### СТРАНИЦА
+ + + + +
Собрание сочинений. Том 5
Шрифт:
— Когда освобожусь, сделаю один подарок Сталину. Револьвер!
— Такой? — товарищ показал красивый бельгийский пистолет.
— Зачем же такой делать, раз уже фабрика его делает. Надо такой, какого еще никогда не бывало.
— Какой же?
— Сразу сказать трудно. А месяца через три сделаю, тогда увидите. Сначала надо изобрести инструменты, которыми придется делать револьвер, и вот это трудно. Мне бы маленьких напильников штук пять-шесть, круглых, плоских, трехгранных. А когда инструменты изобрету, тогда сделаю семизарядный лучше любого, необыкновенный револьвер будет.
Он стоит и улыбается в мелкую бороденку.
— Скоро у нас украдут Халила, как девицу. Все аулы нам завидуют. Все он может — и мост построить, и памятник сделать, и револьвер, и фуганок. Наверно, скоро автомобиль сделает.
— А ты что хочешь, Халил? Учиться бы не поехал?
— Учиться бы не поехал. Я путешествовать бы поехал. На Тульский оружейный завод хочу путешествовать. Насчет пулемета у меня кое-что в голове есть, — и стоит, как виноватый, теребя пояс нервными неутомимыми руками, тридцатисемилетний ребенок, только вчера почувствовавший волю к жизни.
Это человек, про которого говорят в Хунзахе, что он может изобрести все на свете.
Хунзах — районный центр, бывшая царская крепость — лежит в двух километрах от Хунзах-аула, родины Хаджи — Мурата и столицы аварских ханов.
Кругом — пустота безлюдной горной вершины. Невысокие холмы, плато, спадают прямо в небо. Эти несколько километров плоскости, кажутся островом в небе, на дальних краях которого легкими тенями восходят горы, — единственная другая земля, которую отсюда видно.
+ + + + +
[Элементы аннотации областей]
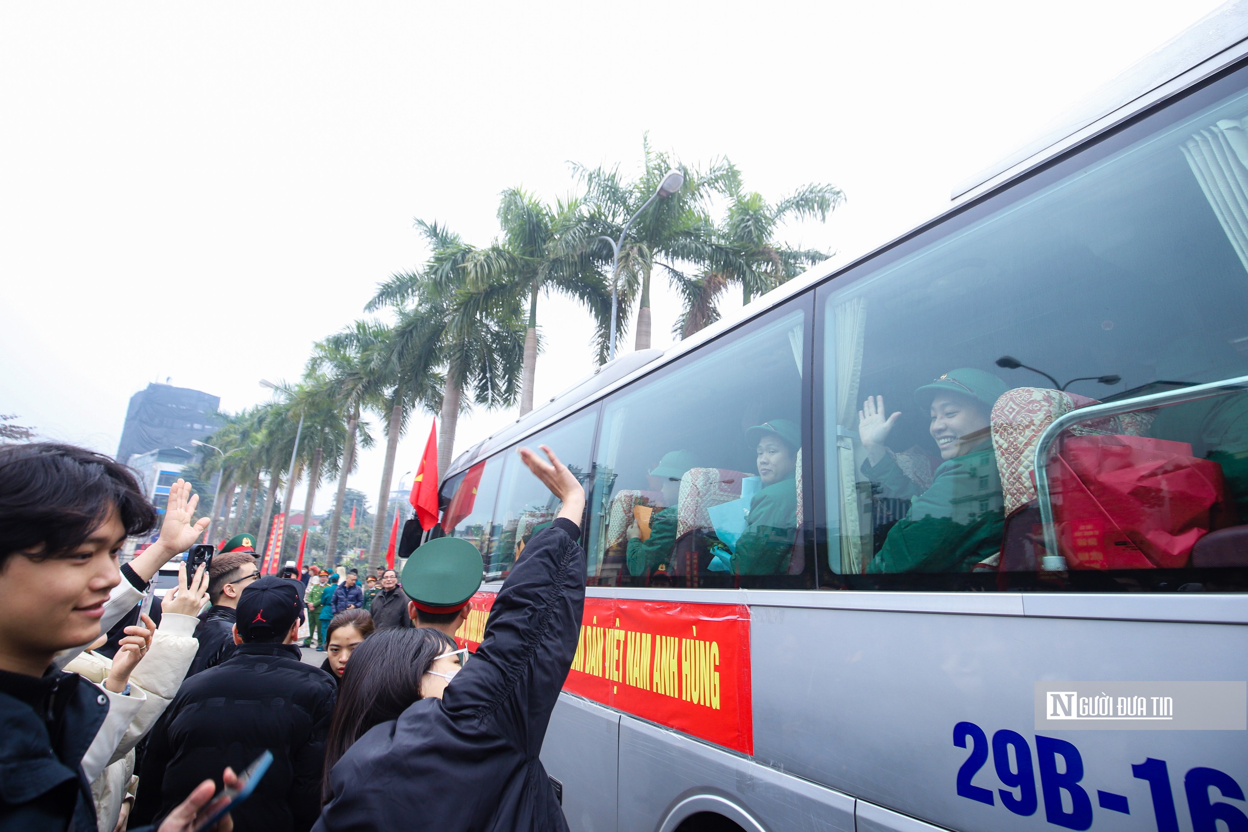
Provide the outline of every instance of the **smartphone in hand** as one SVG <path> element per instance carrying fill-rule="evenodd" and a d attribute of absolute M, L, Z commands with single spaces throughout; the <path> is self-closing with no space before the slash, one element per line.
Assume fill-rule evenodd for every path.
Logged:
<path fill-rule="evenodd" d="M 225 787 L 221 793 L 213 798 L 213 803 L 221 803 L 217 808 L 208 812 L 202 821 L 197 821 L 195 825 L 195 832 L 206 832 L 216 826 L 217 821 L 223 818 L 226 813 L 232 810 L 238 803 L 243 802 L 251 793 L 256 791 L 256 785 L 260 783 L 265 772 L 273 763 L 273 752 L 266 751 L 265 753 L 256 757 L 250 766 L 242 770 L 238 775 L 238 786 L 236 788 Z M 222 802 L 222 798 L 228 798 Z M 210 805 L 211 806 L 211 805 Z"/>

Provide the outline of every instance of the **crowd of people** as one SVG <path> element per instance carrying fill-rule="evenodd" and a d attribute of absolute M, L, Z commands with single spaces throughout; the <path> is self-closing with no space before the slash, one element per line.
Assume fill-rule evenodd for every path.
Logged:
<path fill-rule="evenodd" d="M 225 808 L 217 832 L 567 828 L 538 752 L 580 627 L 584 491 L 543 450 L 520 455 L 563 509 L 469 661 L 454 634 L 482 560 L 462 539 L 361 585 L 314 565 L 261 575 L 240 534 L 155 600 L 208 524 L 191 486 L 161 516 L 109 457 L 0 445 L 0 832 L 191 832 Z"/>

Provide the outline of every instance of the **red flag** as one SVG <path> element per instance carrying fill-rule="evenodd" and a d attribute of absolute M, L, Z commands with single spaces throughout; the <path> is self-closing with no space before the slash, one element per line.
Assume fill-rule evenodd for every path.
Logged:
<path fill-rule="evenodd" d="M 407 501 L 416 509 L 416 519 L 422 529 L 438 524 L 438 423 L 429 428 L 429 440 L 424 443 L 421 468 L 412 480 L 412 493 Z"/>
<path fill-rule="evenodd" d="M 261 575 L 272 575 L 277 571 L 277 561 L 282 556 L 282 531 L 286 528 L 286 514 L 275 514 L 273 525 L 268 530 L 268 541 L 265 544 L 265 558 L 260 564 Z"/>
<path fill-rule="evenodd" d="M 394 525 L 391 526 L 391 545 L 386 548 L 386 569 L 394 569 L 394 541 L 398 539 L 398 509 L 394 509 Z"/>
<path fill-rule="evenodd" d="M 472 506 L 477 503 L 477 486 L 480 485 L 480 475 L 485 473 L 487 462 L 483 459 L 469 468 L 461 480 L 459 488 L 456 489 L 456 495 L 451 498 L 447 514 L 442 518 L 442 528 L 447 534 L 451 534 L 451 530 L 459 525 L 461 520 L 472 514 Z"/>
<path fill-rule="evenodd" d="M 303 526 L 303 534 L 300 536 L 300 561 L 295 564 L 295 571 L 303 571 L 303 546 L 308 545 L 308 528 Z"/>

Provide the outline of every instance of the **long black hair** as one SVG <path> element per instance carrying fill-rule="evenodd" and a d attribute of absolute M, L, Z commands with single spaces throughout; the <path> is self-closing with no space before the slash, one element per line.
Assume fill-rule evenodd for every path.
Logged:
<path fill-rule="evenodd" d="M 382 630 L 356 647 L 338 689 L 324 748 L 322 802 L 329 802 L 329 771 L 368 728 L 421 699 L 421 679 L 433 660 L 457 647 L 454 639 L 429 627 Z"/>
<path fill-rule="evenodd" d="M 51 442 L 0 445 L 0 569 L 17 551 L 71 551 L 114 510 L 126 535 L 156 526 L 134 472 L 111 457 Z"/>

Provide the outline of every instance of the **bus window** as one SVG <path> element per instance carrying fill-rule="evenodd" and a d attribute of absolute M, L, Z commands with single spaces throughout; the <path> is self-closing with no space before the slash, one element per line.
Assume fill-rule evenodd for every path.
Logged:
+ + + + +
### ПИСЬМЕННОЕ ЗАДАНИЕ
Выведите дословно отрывок страницы, который начинается со слов, содержащих «Хунзах — районный», и заканчивается словами «которую отсюда видно.». Приведённые строки для работы не понадобятся.

### ОЖИДАЕМЫЙ РЕЗУЛЬТАТ
Хунзах — районный центр, бывшая царская крепость — лежит в двух километрах от Хунзах-аула, родины Хаджи — Мурата и столицы аварских ханов.
Кругом — пустота безлюдной горной вершины. Невысокие холмы, плато, спадают прямо в небо. Эти несколько километров плоскости, кажутся островом в небе, на дальних краях которого легкими тенями восходят горы, — единственная другая земля, которую отсюда видно.